Selected excerpt:

= Beginning of Section =

The Ohio State University Alumni Association

Script Ohio … midway-style

Sculptor uses brass instruments to create classic image for Ohio State Fair.

Brian Riegel stands by his artwork at the Ohio State Fair.

Artist Brian Riegel stands alongside his artwork, made from old instruments, at this year’s Ohio State Fair. You can pose with it in the Ohio Union through the end of football season.

Life-sized figures of Urban Meyer and Brutus, carved in butter, weren’t the only Buckeye icons on display at this year’s Ohio State Fair. An image of Script Ohio, assembled by artist Brian Riegel ’94 from reclaimed brass instruments, also grabbed the attention of fairgoers.

The sculpture invited patrons to stand inside its sousaphone and imagine being The Ohio State University Marching Band’s honorary “I”-dotter. The piece can be seen in the Ohio Union through the end of football season.

Riegel makes everything old new again with works that reconfigure outdated or discarded parts from nearly any object into wall hangings and other aesthetic designs.

His creations have been viewed nationally and regionally in shows, competitions and business offices and purchased by collectors. Most recently, Ohio State hired the Worthington, Ohio, native to create art for the exam rooms and some common areas of The Jameson Crane Sports Medicine Institute now under construction.

Where did you come up with the idea of creating a Script Ohio image out of all-brass musical instruments?

I thought this would be something my mom would enjoy. She is a huge Buckeye fan who began taking me to football games as soon as I could walk. She taught me at an early age that you don’t leave for the concession stand at halftime. You stay in your seat and watch the band.

= End of Section =

Data:
= Beginning of Section =

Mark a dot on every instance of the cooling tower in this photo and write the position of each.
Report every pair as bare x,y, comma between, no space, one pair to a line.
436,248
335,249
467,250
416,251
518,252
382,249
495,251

= End of Section =

Your tasks:
1: List the settings where, according to the article on the brass Script Ohio sculpture, Brian Riegel's creations have been viewed.
2: Continue the article on the brass Script Ohio sculpture from the point where it stops.

Answers below:
1: shows, competitions, business offices

2:
The piece was something I have been thinking about for quite a while. When the fair made a call for outdoor sculptures, it gave me a reason to do it. Ohioans love their Buckeyes, and I wanted a subject matter that would resonate with them. I have received lots of responses about it on social media. I’m hoping a business might want this for their office, because I don’t have room for it at home. It’s about seven feet tall — the largest sculpture I’ve done.

How deep is your connection to the university?

[Former President] Gordon Gee talked about me as a fifth-generation graduate during spring commencement at Ohio Stadium in 1994. I never thought about going anywhere else. Now my 13-year-old daughter is talking about going to Ohio State.

Why did you decide to pursue this style of sculpture?

As a child from the suburbs, I was enamored with the “junk” on my relatives’ farms. I watched my Uncle Gregg transform discarded items into parts for other uses. I learned to see past an object’s purpose to appreciate its beauty, form and mystery.

You mention that many people have an emotional response to your pieces. Why is that?

My art is nostalgic because viewers recognize familiar items from the past, yet see them in an unfamiliar way. Lately, I have been working with a lot of musical instruments. Clients have told me that they remember the music each time they walk past a piece made from their old instruments.

What are some of the most unusual pieces you have worked with?

When my wife was pregnant, she had a thing for pistachio nuts, so I made something out of the shells.

You recently left teaching in Worthington City Schools after 20 years to pursue your art fulltime. How difficult was that decision?

I always was encouraging my high school art students to pursue their art and decided I needed to put my money where my mouth was. I got a master’s in studio art from the University of St. Francis in Fort Wayne in 2011, and my work just kind of took off from there.

What will you create for Ohio State’s new sports medicine institute, slated to open in 2016?

I’m making 40 pieces from 20 different designs, each of which will represent a different sport. I’ll be working with sports equipment and archival photos donated by the university. My wife is excited because I’m getting a commission.